Exactly as written, transcribe the lines that run from the one containing "man's ear, imagine" to the end of the records below.
----- DATA PROVIDED
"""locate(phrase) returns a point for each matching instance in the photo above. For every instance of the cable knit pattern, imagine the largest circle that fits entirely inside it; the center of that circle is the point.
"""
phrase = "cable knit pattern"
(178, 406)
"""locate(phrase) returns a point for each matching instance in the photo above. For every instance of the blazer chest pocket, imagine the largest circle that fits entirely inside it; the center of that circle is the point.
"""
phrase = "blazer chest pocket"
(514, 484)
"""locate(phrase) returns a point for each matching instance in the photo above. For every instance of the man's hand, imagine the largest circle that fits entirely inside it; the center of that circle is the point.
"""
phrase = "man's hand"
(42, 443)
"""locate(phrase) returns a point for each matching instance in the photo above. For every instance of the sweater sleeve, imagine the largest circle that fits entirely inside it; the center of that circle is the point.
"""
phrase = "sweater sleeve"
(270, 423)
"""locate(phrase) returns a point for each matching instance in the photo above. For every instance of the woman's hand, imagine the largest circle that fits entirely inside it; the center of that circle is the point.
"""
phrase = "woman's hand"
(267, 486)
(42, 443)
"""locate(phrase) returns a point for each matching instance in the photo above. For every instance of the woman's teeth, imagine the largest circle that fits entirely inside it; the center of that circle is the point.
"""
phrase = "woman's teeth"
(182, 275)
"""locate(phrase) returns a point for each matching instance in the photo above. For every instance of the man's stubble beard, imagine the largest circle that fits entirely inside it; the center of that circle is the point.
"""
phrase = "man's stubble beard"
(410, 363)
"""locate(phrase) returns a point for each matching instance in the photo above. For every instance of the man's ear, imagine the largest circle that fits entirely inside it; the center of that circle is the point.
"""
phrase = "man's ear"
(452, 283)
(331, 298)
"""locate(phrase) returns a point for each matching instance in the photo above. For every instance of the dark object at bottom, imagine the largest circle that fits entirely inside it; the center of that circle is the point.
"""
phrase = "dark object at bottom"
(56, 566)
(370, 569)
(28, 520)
----------
◆ THE SOLUTION:
"""locate(phrase) returns a point for each matching instance in the photo above. For every instance of the man's ear, imagine the largest circle that fits entirely inside it; the center of that circle is the point.
"""
phrase = "man's ear"
(452, 283)
(331, 298)
"""locate(phrase) returns a point for each matching instance in the photo above. For every instance of the dark object at bottom, imagine the largest circle that fits entirely inside it; the center of that circle is the point.
"""
phrase = "dark object at bottom"
(56, 566)
(370, 569)
(28, 520)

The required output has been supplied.